◆ **Exercise**:
Start at the line that contains "Target: navy blue shorts". Repeat it and each line after it, exactly, up to and including the final line of the data.

◆ **Available data**:
____________________

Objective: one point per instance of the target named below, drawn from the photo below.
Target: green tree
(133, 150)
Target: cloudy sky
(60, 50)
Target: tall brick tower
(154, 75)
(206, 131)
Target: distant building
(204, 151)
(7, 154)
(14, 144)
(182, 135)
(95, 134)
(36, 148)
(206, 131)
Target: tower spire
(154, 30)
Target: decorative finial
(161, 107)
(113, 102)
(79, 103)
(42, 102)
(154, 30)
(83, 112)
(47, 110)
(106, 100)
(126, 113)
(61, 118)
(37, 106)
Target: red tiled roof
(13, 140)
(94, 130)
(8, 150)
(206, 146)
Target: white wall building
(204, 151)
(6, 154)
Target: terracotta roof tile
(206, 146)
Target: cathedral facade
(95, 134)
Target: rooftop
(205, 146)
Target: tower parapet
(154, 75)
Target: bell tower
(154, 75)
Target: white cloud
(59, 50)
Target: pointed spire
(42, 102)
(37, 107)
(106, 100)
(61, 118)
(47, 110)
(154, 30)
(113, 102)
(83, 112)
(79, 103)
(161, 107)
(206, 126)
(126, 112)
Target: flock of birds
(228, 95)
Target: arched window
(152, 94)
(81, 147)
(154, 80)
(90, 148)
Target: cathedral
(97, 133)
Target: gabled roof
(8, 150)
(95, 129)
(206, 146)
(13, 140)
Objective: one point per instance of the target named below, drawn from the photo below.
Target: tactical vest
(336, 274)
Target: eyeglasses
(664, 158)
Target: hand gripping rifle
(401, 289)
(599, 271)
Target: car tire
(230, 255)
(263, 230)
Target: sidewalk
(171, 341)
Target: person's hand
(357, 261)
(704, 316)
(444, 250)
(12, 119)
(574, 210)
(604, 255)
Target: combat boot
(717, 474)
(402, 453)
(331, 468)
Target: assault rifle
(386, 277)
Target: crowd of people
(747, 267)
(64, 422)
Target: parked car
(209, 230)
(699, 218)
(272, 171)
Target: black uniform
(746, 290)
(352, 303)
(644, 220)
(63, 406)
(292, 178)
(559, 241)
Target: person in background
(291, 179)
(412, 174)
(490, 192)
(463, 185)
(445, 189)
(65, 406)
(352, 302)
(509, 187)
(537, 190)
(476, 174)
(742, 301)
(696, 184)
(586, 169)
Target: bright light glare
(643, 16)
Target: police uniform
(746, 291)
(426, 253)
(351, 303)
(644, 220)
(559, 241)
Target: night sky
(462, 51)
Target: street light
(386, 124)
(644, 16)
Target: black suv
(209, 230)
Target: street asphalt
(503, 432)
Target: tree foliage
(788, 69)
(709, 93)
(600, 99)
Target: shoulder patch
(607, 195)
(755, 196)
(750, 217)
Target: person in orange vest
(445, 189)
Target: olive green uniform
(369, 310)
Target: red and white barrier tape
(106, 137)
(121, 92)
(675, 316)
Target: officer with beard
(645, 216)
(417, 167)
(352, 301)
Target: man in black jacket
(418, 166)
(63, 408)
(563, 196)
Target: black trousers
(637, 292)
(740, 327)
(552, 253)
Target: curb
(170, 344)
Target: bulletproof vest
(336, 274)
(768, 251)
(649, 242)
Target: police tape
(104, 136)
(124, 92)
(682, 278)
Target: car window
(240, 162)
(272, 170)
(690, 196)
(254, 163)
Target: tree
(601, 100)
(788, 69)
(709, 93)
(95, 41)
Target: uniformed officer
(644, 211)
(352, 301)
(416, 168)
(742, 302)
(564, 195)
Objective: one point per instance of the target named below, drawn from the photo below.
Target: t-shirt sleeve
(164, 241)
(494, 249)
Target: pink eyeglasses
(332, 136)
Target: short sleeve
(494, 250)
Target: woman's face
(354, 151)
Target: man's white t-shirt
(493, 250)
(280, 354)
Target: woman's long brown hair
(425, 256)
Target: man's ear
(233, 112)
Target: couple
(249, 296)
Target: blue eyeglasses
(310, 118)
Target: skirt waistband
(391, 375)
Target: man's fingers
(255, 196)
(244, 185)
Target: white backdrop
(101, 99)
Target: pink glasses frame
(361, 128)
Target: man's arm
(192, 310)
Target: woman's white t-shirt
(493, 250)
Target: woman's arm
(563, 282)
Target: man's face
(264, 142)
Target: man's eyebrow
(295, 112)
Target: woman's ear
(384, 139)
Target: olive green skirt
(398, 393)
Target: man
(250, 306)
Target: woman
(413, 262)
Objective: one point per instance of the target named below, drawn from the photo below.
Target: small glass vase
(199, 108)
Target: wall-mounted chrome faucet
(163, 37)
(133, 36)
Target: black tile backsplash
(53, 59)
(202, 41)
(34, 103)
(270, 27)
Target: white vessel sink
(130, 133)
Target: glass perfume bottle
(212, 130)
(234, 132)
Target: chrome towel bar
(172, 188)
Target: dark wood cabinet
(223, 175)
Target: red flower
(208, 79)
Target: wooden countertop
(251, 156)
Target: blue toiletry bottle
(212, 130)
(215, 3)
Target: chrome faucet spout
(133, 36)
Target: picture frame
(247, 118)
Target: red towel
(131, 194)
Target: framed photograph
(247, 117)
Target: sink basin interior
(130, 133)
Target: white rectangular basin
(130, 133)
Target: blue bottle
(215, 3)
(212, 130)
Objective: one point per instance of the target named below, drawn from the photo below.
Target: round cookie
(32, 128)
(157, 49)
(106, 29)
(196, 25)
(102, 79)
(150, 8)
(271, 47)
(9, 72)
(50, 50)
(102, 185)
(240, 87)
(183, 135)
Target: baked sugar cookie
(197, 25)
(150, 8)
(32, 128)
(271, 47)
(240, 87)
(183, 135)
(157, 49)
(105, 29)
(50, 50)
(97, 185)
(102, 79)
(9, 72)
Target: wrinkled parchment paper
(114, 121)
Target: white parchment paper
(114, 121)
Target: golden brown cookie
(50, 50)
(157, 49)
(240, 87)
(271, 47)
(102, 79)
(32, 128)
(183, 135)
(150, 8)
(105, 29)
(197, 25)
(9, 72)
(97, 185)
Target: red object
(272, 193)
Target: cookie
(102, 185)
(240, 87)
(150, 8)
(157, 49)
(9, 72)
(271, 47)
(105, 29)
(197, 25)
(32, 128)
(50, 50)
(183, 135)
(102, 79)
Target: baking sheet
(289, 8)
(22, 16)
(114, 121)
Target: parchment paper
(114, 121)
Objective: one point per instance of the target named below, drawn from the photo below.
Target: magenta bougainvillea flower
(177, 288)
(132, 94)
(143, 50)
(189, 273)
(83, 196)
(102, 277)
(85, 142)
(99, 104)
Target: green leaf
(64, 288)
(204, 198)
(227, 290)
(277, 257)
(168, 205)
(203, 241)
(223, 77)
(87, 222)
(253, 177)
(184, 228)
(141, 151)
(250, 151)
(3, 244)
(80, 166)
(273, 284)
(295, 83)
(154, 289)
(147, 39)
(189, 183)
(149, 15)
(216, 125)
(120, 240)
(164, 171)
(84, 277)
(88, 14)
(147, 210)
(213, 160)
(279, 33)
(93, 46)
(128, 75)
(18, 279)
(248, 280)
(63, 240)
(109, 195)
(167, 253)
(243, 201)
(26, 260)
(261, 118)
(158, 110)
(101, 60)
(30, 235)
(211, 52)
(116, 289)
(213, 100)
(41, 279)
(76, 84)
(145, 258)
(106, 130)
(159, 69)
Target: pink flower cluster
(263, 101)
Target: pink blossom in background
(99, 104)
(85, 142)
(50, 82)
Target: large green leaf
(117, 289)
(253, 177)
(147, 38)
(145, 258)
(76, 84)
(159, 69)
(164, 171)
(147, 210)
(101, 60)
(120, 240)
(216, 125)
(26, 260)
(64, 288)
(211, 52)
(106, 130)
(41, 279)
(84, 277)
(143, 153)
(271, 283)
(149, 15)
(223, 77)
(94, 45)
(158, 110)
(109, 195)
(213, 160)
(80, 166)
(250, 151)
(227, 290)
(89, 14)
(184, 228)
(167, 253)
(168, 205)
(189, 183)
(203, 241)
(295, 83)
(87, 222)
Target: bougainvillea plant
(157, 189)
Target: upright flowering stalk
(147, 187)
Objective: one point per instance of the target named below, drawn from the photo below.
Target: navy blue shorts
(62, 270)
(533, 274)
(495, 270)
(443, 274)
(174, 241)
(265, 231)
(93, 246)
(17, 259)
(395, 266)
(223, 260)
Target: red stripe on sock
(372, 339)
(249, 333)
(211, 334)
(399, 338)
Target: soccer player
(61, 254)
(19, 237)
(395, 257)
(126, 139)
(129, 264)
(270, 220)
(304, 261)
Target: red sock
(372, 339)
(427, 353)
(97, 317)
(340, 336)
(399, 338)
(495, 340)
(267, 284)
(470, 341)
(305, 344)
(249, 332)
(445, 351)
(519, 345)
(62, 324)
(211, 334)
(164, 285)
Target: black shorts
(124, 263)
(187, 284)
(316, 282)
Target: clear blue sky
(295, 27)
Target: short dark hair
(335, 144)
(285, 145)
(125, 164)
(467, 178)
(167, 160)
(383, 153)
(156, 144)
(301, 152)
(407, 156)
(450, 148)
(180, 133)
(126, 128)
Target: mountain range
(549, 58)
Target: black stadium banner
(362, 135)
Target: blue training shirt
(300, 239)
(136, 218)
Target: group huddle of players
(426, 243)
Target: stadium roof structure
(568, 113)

____________________

◆ **Problem solution**:
Target: navy blue shorts
(62, 270)
(533, 274)
(495, 270)
(443, 274)
(174, 241)
(265, 231)
(93, 246)
(17, 259)
(395, 266)
(223, 260)
Target: red stripe on sock
(372, 339)
(249, 333)
(211, 334)
(399, 338)
Target: soccer player
(61, 254)
(19, 237)
(395, 257)
(126, 139)
(129, 264)
(270, 220)
(304, 261)
Target: red sock
(372, 339)
(427, 353)
(97, 317)
(340, 336)
(399, 338)
(495, 340)
(267, 284)
(470, 341)
(305, 344)
(249, 332)
(445, 351)
(519, 345)
(62, 324)
(211, 334)
(164, 285)
Target: black shorts
(124, 263)
(187, 284)
(316, 282)
Target: clear blue sky
(295, 27)
Target: short dark hair
(335, 144)
(285, 145)
(125, 164)
(467, 178)
(167, 160)
(383, 153)
(156, 144)
(301, 152)
(407, 156)
(450, 148)
(180, 133)
(126, 128)
Target: mountain range
(549, 58)
Target: black stadium banner
(362, 135)
Target: blue training shirt
(300, 239)
(136, 218)
Target: group huddle of players
(426, 243)
Target: stadium roof structure
(568, 113)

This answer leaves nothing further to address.